> Task objective:
Arrange the rows below as a two-column CSV with the headers "text" and "answer", one CSV line per row, placing each field in quotes and turning any line breaks into spaces. Omit the pictures.

** start of Information supplied **

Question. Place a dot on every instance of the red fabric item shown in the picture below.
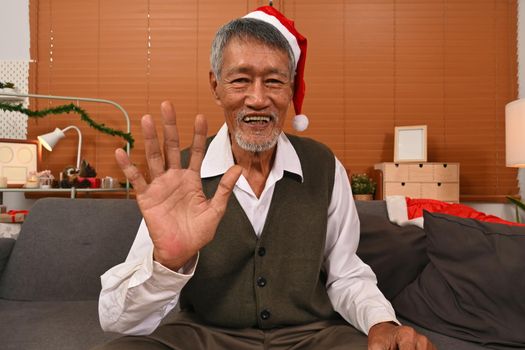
(299, 85)
(415, 209)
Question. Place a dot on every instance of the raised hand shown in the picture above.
(180, 219)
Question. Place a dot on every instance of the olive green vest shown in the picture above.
(278, 279)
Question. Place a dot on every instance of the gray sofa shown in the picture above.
(50, 276)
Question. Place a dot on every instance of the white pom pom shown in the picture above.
(300, 122)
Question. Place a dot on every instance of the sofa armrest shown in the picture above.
(6, 245)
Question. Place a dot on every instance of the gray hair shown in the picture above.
(245, 29)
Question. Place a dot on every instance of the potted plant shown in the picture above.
(363, 187)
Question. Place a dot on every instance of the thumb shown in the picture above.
(225, 188)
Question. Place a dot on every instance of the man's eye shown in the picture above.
(240, 81)
(274, 82)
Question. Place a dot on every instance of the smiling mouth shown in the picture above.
(257, 120)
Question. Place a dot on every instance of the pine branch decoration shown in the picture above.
(68, 109)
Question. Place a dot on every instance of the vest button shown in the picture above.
(261, 281)
(265, 314)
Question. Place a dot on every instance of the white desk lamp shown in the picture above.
(49, 140)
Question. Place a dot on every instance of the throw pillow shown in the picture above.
(474, 286)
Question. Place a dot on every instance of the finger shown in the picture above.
(406, 338)
(131, 172)
(198, 146)
(151, 144)
(423, 343)
(171, 135)
(225, 188)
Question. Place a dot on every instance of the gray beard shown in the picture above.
(257, 147)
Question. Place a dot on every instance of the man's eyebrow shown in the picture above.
(246, 69)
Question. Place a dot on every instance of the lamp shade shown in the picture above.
(50, 139)
(515, 133)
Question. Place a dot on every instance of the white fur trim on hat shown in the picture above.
(300, 122)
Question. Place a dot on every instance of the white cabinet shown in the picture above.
(419, 180)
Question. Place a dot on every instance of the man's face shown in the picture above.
(255, 90)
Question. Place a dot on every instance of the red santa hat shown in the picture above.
(297, 42)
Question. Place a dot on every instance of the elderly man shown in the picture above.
(274, 265)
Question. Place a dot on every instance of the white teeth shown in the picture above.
(256, 119)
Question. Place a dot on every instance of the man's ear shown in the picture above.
(213, 87)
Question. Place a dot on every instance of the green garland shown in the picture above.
(67, 109)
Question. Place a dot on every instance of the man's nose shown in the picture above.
(257, 95)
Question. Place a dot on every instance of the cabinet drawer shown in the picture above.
(446, 172)
(408, 189)
(395, 172)
(447, 192)
(421, 172)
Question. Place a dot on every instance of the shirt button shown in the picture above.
(261, 281)
(265, 314)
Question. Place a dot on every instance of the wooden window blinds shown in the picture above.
(371, 66)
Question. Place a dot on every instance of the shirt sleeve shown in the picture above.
(351, 284)
(138, 293)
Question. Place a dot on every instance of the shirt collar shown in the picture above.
(219, 157)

** end of Information supplied **

> Exercise answer:
text,answer
"Question. Place a dot on every instance of the red fabric item shown in the picture below.","(299, 85) (415, 209)"
"Question. Place a dot on every instance of the raised hand shown in the picture above.","(180, 219)"
"Question. Place a dot on every instance of the olive green vest shown in the picture above.","(278, 279)"
"Question. Place a dot on every instance of the gray sofa shown in the picture above.","(50, 276)"
"Question. Place a dot on every instance of the white pom pom shown in the picture above.","(300, 122)"
"Question. Place a dot on every instance of the sofa armrest shown in the picture above.","(6, 245)"
"Question. Place a dot on every instance of the gray hair shown in the picture above.","(245, 29)"
"Question. Place a dot on every instance of the potted plant shown in the picture above.","(363, 187)"
"Question. Place a dot on every instance of the thumb shown in the picture above.","(225, 188)"
"Question. Place a dot on every instance of the man's eye shown in the picture above.","(240, 81) (274, 82)"
"Question. Place a dot on every instance of the smiling mouth shown in the picture above.","(257, 120)"
"Question. Place a dot on every instance of the pine branch decoration shown in the picture above.","(68, 109)"
"Question. Place a dot on every instance of the vest button shown in the picture above.","(261, 281) (265, 314)"
"Question. Place a dot on every instance of the white desk lamp shown in the picture above.","(49, 140)"
"Question. Place a dot on every instance of the throw pillow shown in the picture above.","(474, 286)"
"Question. Place a dot on every instance of the finger shown in the picture above.","(406, 338) (131, 172) (198, 146) (151, 144) (423, 343) (171, 135) (225, 188)"
"Question. Place a dot on every instance of the gray beard shown in the picture above.","(257, 147)"
"Question. Place a dot on every instance of the man's eyebrow shown in the picture above.","(246, 69)"
"Question. Place a dot on every instance of the lamp shade shown in the picture above.","(50, 139) (515, 133)"
"Question. Place a dot on every instance of the white fur trim on hat shown in the picture above.","(300, 122)"
"Question. Place a dot on every instance of the white cabinet shown in the picture above.","(419, 180)"
"Question. Place a dot on every instance of the man's face shown in the picture above.","(255, 90)"
"Question. Place a dot on every instance of the red santa hat shown in the picture above.","(297, 42)"
"Question. Place a dot on every instance of the elderly man shown in the picture above.","(274, 265)"
"Question. Place a dot on every instance of the white teeth shown in the picture above.","(256, 119)"
"Question. Place a dot on every instance of the man's ear shown in the picture above.","(213, 87)"
"Question. Place a dot on every instance of the green garland shown in the picture above.","(67, 109)"
"Question. Place a dot on every instance of the man's nose shown in the picture above.","(257, 95)"
"Question. Place a dot on every instance of the cabinet drawer shown in the picture above.","(446, 172) (408, 189) (395, 172) (447, 192) (421, 172)"
"Question. Place a dot on every instance of the shirt button shown in the picture above.","(261, 281) (265, 314)"
"Question. Place a dot on every instance of the wooden window blinds shown in the picture above.","(371, 66)"
"Question. Place a dot on every instance of the shirt sleeve shown in the picture above.","(351, 284) (138, 293)"
"Question. Place a dot on every instance of the shirt collar shown in the picture above.","(219, 157)"